+++ Extracted records +++
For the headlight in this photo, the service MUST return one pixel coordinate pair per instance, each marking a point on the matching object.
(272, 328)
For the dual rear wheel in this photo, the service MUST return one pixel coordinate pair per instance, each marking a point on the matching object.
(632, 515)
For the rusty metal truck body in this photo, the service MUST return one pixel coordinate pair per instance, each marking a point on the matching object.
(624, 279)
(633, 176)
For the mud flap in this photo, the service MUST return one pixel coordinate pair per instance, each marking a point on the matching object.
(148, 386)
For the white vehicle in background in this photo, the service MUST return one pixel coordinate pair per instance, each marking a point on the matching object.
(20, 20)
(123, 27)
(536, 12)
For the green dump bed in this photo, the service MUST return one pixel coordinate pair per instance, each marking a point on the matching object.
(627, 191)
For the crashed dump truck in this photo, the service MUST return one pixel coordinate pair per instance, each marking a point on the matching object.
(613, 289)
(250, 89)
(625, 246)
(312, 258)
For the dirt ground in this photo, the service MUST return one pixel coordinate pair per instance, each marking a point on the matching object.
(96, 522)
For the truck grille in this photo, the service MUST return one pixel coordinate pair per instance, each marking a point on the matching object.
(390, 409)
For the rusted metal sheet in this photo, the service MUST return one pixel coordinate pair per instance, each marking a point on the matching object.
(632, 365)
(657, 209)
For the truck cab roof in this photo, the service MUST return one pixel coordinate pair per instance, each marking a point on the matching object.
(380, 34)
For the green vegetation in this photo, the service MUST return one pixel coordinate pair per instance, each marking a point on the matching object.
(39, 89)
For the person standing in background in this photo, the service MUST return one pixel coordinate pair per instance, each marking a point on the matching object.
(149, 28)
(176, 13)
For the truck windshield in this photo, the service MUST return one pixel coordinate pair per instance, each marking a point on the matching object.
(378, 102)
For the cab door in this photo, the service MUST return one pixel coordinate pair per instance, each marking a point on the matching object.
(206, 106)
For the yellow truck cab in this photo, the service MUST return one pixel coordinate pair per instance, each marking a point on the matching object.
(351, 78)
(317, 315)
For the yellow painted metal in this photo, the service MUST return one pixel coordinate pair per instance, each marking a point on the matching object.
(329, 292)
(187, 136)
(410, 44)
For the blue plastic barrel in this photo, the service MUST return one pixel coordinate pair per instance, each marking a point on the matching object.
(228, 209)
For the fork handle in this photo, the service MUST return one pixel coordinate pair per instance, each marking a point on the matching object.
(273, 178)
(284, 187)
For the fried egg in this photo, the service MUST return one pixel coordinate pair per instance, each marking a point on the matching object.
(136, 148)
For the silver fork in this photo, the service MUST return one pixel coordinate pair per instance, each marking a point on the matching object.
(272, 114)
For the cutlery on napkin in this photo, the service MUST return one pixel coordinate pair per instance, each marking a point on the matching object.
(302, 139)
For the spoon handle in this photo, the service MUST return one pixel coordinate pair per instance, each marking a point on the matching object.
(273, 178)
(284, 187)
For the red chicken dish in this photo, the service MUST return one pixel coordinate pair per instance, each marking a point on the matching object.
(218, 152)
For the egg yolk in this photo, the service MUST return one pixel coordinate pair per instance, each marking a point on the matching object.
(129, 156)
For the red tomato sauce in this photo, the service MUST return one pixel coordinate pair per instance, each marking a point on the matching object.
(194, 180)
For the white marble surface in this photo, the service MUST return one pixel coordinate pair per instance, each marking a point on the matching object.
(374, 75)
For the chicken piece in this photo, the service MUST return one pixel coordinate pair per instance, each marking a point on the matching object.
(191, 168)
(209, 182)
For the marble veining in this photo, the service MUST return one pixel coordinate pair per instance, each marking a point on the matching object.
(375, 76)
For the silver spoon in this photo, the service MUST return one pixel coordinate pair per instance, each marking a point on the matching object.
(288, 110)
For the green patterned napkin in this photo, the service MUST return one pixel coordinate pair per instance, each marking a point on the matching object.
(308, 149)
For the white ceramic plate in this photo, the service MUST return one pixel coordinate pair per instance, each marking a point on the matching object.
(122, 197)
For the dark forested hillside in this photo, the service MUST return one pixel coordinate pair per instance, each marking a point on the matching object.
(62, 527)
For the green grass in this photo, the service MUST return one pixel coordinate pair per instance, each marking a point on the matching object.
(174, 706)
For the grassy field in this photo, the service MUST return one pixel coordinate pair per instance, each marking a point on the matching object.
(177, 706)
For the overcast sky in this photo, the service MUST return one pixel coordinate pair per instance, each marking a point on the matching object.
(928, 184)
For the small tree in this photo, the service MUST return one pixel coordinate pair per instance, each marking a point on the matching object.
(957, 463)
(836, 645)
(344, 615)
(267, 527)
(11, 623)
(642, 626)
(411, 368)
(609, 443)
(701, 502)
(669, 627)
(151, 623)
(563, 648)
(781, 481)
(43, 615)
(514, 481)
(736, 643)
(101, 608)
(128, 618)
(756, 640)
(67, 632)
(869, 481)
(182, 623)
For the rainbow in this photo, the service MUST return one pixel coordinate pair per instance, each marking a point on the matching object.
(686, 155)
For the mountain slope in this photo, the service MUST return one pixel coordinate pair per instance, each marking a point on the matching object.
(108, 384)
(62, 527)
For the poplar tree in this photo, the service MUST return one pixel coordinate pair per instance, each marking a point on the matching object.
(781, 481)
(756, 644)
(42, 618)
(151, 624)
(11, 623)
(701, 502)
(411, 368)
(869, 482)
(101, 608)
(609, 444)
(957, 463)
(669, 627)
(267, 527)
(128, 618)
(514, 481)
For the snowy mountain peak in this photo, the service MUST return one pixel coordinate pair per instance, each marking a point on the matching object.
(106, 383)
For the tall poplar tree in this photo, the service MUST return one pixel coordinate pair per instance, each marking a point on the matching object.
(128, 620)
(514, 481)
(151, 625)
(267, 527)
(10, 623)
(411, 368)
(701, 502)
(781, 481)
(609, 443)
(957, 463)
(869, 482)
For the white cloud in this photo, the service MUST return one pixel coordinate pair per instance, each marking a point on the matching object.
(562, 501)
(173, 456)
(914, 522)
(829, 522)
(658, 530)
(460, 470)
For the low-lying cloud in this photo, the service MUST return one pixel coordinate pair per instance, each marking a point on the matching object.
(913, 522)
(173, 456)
+++
### Task prompt
Emit the full listing verbatim.

### Written solution
For the headlight in this photo, the service MUST return one pixel coordinate pair per instance, each marking a point on the matching object.
(272, 328)
For the dual rear wheel in this photo, the service MUST return one pixel coordinate pair per instance, each marking a point on the matching object.
(632, 515)
For the rusty metal truck body in this photo, the service MUST return one pixel coordinate pair per instance, each marking a point on the matching object.
(624, 279)
(633, 176)
For the mud flap in this photo, the service MUST return one pixel coordinate pair per instance, each marking a point on the matching object.
(148, 386)
For the white vehicle in background in this photo, the service MUST return one pixel coordinate pair per instance, each marking a point on the matching object.
(20, 20)
(123, 27)
(536, 12)
For the green dump bed in this photo, the service MUST return one pixel coordinate pair per instance, each marking a point on the matching object.
(627, 191)
For the crashed dump truck in this photo, the service MUST return one pixel coordinate pair per instance, each marking a point on the matching object.
(613, 289)
(250, 89)
(625, 246)
(312, 258)
For the dirt ground in this photo, the service MUST return one pixel coordinate pair per instance, each marking a point on the matching object.
(96, 522)
For the truck grille in this photo, the service MUST return one pixel coordinate pair per instance, each marking a point on the matching object.
(390, 409)
For the rusted metal sheet in this photo, the service MUST return one pixel coordinate pair per instance, each marking a point on the matching object.
(632, 365)
(657, 209)
For the truck cab roof in this photo, the service MUST return one pixel coordinate pair per instance, each marking a point on the matching object.
(380, 34)
For the green vegetation in this photo, the service MUST return one pixel coordinate pair per instance, each marking a point on the matching object.
(39, 89)
For the person standing in background in this photo, the service MUST return one pixel coordinate pair per instance, each marking a point on the matching object.
(149, 28)
(176, 13)
For the truck windshield in this photo, the service MUST return one pixel coordinate pair per instance, each marking a point on the matching object.
(378, 102)
For the cab door in this photo, the service MUST return one pixel coordinate pair per instance, each marking a point on the matching object.
(206, 106)
For the yellow truck cab in this photo, the service MUST return one pixel coordinate pair per instance, each marking a point on the matching object.
(351, 78)
(317, 315)
For the yellow painted metal in this photo, the service MUST return one pixel coordinate pair per instance, each marking a point on the matching object.
(329, 292)
(187, 136)
(410, 44)
For the blue plastic barrel in this photo, the service MUST return one pixel coordinate pair per instance, each marking a point on the matching object.
(228, 209)
For the fork handle in this photo, the service MUST return one pixel coordinate pair per instance, each marking a point on the matching object.
(273, 178)
(284, 187)
For the fried egg in this photo, the service MUST return one pixel coordinate pair per instance, each marking a point on the matching object.
(136, 148)
For the silver fork in this photo, the service MUST return one pixel coordinate pair per instance, each marking a point on the matching object.
(272, 114)
For the cutlery on napkin in this photo, the service MUST return one pixel coordinate pair per instance, each marking a point on the matching object.
(302, 139)
For the spoon handle in this photo, the service MUST return one pixel coordinate pair per instance, each marking a point on the matching object.
(273, 178)
(284, 187)
For the red chicken dish in this photo, the service MUST return one pixel coordinate pair per instance, each marking a point on the matching object.
(218, 152)
For the egg yolk in this photo, the service MUST return one pixel coordinate pair per instance, each marking a point on the matching object.
(129, 156)
For the red tomato sauce in this photo, the service MUST return one pixel coordinate pair per instance, each marking a point on the matching object.
(194, 180)
For the white marble surface in this photo, the service MUST return one pixel coordinate pair per instance, each marking a point on the matching object.
(374, 75)
For the chicken piece in this photo, the service MUST return one pixel coordinate pair per instance, each marking a point on the matching object.
(191, 168)
(209, 182)
For the marble veining in this photo, the service MUST return one pixel coordinate pair per instance, each marking a point on the matching object.
(375, 76)
For the silver spoon in this photo, the service MUST return one pixel coordinate pair per instance, each marking a point on the matching object.
(288, 110)
For the green patterned napkin in this photo, the service MUST return one pixel coordinate pair per instance, each marking a point on the matching object.
(308, 149)
For the white ceramic plate in this photo, the service MUST return one pixel coordinate pair per instance, each marking a point on the matching object.
(122, 197)
For the dark forested hillside in this photo, the service MUST return one pixel coordinate pair per instance, each marking a point on the matching object.
(62, 527)
For the green grass in this photo, the service MUST return one pixel coordinate pair per instance, each marking a point on the matching object.
(174, 706)
For the grassy field in this photo, the service MUST return one pixel coordinate pair per instance, each marking a point on the matching object.
(177, 706)
For the overcast sky in this photo, the service MUST return one pixel coordinate pair per instance, each marking a point on the matching object.
(928, 184)
For the small tree in this photo, the service MUST return one pixel coordinate pair per instance, each marking a point on the matching object.
(957, 463)
(836, 645)
(344, 615)
(267, 527)
(11, 623)
(642, 626)
(411, 368)
(609, 443)
(701, 502)
(669, 627)
(151, 623)
(563, 648)
(781, 481)
(43, 615)
(514, 481)
(736, 643)
(101, 608)
(128, 618)
(756, 640)
(67, 632)
(869, 481)
(182, 623)
For the rainbow in this photo, the service MUST return one pixel coordinate pair per instance, each marking a point on the matching object.
(686, 155)
For the mountain slope in this photo, the service MUST return one pixel coordinate pair per instance, each marking a point on the matching object.
(108, 384)
(62, 527)
For the poplar tree in this photo, the service MUST return one pixel coordinate pair per instance, each marking a point on the matching object.
(781, 481)
(756, 644)
(42, 618)
(151, 624)
(11, 623)
(701, 502)
(411, 368)
(869, 482)
(101, 608)
(609, 444)
(957, 463)
(669, 627)
(267, 527)
(128, 618)
(514, 481)
For the snowy mountain peak in this photo, the service MUST return one pixel coordinate pair per instance, each marking a point on the matching object.
(106, 383)
For the tall poplar tree in this photo, the service MUST return one pixel coordinate pair per instance, each marking a point on the matching object.
(128, 620)
(514, 481)
(151, 625)
(267, 527)
(10, 623)
(411, 368)
(701, 502)
(781, 481)
(609, 443)
(957, 463)
(869, 482)
For the white cloud in this photo, the service MUST return one pixel coordinate pair per instance, each marking a point on the matching object.
(562, 501)
(173, 456)
(914, 522)
(829, 522)
(658, 530)
(460, 470)
For the low-lying cloud in this photo, the service MUST return one pixel coordinate pair per instance, each marking a point on the matching object.
(913, 522)
(173, 456)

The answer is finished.